__Text passage__:
# # #
The epiphany hit developer Carl Runck on a frozen Saturday morning in February.
A few days earlier, he'd been part of a roundtable discussion with neighborhood leaders eager for construction south of the new Vikings stadium. His firm, Ryan Cos., is behind the new residential and office towers going up for Wells Fargo & Co., northwest of the stadium.
At home with his kids, Runck thought back on the meeting and realized a pattern was taking shape.
He typed out an e-mail to Dan Collison, a minister and community activist who led the meeting. In it, Runck outlined a road map of ideas and projects he'd heard about for the "ocean of parking lots" in the area. Collison replied they were the "tangible results" he'd been hoping to see.
In the two months since, nearly two dozen projects have begun or been proposed as the two men rallied other developers and property owners behind an effort to turn the dissonant growth of Downtown East into an orchestrated masterpiece.
"If we don't get this right, it will be windswept for the next 25 years," Collison said.
Some development was expected on downtown's east side since the deal legislators and the Vikings struck in 2012 to tear down the Metrodome and build a new stadium. But the combination of ultralow interest rates, a surging appetite for downtown living and changes at such neighborhood institutions as the Hennepin County Medical Center and the Star Tribune Media Co., which just moved out, appear to be triggering much greater activity on the roughly 100 square blocks composing the east side.
"Most of us are in a wait-and-see mode on whether the stadium is good or not," said George Sherman, principal of Sherman Associates, a development firm active in the area. "What we are working on, and other developers are working on, is the direction that this neighborhood will take in the next four to five years."
# # #
__Information shown__:
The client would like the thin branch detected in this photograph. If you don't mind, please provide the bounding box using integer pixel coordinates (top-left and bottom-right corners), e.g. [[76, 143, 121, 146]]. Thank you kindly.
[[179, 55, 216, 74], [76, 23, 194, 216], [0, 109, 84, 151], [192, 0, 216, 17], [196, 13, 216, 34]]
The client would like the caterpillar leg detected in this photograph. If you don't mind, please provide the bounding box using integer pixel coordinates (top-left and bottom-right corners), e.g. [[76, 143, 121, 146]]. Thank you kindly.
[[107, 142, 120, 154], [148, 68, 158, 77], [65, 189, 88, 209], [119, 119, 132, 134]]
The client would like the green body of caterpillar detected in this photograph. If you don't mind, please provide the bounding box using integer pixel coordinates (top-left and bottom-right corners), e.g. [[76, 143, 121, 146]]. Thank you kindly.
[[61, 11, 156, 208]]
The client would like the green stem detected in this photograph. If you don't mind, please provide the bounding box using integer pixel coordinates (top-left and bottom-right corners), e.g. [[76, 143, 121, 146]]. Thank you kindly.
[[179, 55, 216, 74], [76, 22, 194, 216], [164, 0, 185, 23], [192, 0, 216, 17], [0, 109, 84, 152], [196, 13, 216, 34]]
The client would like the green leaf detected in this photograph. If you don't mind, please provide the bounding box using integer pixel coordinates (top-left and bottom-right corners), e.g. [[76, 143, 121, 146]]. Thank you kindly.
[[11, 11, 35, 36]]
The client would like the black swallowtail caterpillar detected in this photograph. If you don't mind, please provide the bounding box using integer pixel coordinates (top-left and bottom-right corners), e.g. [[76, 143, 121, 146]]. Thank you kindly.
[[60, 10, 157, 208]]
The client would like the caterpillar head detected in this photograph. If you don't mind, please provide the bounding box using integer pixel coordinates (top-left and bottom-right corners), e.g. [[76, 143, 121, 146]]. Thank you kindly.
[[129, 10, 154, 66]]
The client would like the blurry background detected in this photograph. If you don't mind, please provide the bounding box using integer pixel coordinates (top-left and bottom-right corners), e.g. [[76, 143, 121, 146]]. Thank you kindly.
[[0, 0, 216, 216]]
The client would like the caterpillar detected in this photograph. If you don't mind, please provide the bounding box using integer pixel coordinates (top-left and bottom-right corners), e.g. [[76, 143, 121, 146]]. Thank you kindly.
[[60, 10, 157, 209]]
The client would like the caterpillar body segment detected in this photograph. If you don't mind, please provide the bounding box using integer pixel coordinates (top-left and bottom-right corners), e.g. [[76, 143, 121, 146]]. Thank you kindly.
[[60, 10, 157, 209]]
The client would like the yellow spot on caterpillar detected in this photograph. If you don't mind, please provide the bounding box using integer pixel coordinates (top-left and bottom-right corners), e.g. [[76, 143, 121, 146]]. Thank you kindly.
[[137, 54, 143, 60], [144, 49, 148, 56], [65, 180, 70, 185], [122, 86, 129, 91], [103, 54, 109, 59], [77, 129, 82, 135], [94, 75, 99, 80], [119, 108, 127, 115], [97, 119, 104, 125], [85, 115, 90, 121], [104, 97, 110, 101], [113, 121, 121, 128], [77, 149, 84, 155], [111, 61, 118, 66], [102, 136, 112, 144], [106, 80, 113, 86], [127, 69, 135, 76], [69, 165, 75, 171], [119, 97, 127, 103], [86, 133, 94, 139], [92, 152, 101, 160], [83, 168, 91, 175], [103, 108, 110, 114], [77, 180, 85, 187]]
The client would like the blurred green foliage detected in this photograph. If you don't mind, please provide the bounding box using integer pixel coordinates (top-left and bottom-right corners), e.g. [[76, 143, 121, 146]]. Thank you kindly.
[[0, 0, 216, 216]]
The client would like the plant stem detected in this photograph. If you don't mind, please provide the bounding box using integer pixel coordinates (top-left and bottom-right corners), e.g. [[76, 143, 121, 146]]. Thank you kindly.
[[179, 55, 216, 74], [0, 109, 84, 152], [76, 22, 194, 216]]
# # #
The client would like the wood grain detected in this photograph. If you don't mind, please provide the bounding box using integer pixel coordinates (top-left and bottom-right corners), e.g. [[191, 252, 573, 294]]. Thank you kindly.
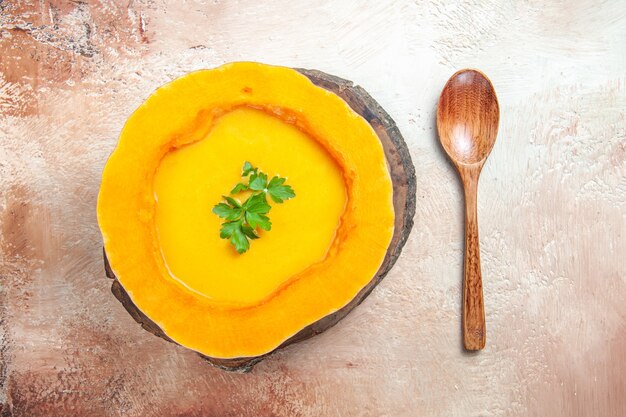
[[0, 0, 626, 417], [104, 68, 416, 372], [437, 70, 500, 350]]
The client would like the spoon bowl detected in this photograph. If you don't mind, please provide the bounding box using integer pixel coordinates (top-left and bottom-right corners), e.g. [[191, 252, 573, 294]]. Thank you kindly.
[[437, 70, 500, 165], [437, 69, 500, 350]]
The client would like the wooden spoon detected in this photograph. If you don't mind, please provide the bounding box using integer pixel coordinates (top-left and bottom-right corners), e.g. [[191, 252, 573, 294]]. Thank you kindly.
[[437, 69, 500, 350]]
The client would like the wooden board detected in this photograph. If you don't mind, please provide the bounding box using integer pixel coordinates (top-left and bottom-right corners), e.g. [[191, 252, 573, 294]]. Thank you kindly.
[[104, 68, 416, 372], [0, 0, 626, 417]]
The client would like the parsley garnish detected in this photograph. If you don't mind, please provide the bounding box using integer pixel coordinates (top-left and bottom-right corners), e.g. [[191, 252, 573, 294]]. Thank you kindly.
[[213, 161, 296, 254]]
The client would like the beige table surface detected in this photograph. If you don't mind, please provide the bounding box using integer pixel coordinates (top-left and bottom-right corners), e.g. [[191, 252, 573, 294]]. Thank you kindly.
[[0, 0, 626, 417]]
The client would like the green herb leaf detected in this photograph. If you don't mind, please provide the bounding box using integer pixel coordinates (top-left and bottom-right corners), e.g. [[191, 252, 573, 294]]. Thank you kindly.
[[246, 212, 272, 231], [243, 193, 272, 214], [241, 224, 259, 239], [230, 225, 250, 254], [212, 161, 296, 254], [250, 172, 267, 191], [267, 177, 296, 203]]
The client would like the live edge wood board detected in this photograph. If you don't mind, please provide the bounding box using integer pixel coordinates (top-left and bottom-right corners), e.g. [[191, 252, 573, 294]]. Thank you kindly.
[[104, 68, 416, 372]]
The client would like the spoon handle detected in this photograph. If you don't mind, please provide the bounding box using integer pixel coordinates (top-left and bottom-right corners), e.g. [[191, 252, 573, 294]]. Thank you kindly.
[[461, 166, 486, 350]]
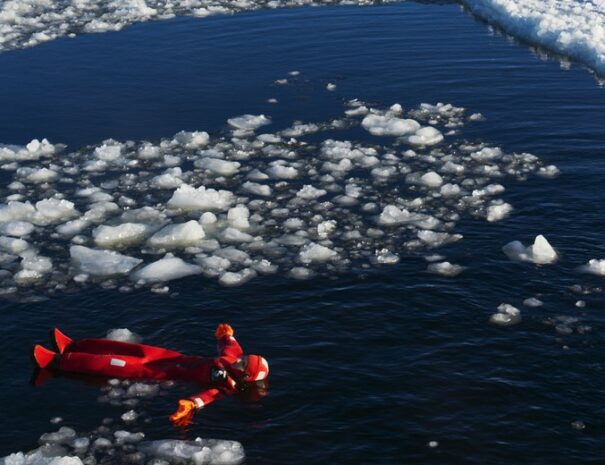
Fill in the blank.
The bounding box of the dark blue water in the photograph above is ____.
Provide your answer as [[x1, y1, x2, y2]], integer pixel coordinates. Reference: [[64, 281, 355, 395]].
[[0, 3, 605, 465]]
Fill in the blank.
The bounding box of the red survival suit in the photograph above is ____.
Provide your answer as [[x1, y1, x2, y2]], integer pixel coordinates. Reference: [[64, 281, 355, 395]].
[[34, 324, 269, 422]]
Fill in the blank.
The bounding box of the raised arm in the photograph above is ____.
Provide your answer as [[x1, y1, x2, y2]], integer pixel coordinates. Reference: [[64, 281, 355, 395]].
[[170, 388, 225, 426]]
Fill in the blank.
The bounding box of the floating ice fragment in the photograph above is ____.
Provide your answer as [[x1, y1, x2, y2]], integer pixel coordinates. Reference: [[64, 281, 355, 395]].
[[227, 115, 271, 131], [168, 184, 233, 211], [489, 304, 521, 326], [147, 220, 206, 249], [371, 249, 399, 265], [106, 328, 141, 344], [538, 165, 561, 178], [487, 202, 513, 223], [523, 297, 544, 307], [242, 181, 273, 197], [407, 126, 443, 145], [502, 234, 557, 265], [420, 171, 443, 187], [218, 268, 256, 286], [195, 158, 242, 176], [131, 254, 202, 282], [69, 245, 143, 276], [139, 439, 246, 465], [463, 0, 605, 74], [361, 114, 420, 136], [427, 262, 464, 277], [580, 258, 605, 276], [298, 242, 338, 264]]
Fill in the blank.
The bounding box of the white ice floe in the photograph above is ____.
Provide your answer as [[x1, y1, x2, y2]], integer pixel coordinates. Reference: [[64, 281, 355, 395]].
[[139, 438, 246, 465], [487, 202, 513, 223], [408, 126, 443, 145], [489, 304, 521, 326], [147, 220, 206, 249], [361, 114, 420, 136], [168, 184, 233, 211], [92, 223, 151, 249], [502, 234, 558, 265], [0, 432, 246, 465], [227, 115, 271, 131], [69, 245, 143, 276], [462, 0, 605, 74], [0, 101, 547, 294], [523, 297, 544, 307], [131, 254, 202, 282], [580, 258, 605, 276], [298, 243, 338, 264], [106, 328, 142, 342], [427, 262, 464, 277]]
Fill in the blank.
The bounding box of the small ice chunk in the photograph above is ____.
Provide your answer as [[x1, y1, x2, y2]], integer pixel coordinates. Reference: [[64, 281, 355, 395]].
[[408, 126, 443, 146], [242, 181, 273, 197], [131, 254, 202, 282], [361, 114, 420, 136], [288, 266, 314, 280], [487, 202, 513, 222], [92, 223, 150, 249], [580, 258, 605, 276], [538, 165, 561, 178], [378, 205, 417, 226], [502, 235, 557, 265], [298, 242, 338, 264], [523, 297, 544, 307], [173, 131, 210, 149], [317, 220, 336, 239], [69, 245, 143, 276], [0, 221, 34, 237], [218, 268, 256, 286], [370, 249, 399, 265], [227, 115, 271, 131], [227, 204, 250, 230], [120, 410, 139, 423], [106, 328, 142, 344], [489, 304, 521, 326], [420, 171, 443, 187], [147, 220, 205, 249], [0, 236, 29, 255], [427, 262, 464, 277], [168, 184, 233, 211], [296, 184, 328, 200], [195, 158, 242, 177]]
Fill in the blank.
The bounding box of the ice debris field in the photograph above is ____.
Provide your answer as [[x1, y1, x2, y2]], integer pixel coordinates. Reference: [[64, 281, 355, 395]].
# # #
__Task prompt__:
According to the article on Downtown East development, how many square blocks make up the east side of downtown?

__Task output__:
Roughly 100 square blocks.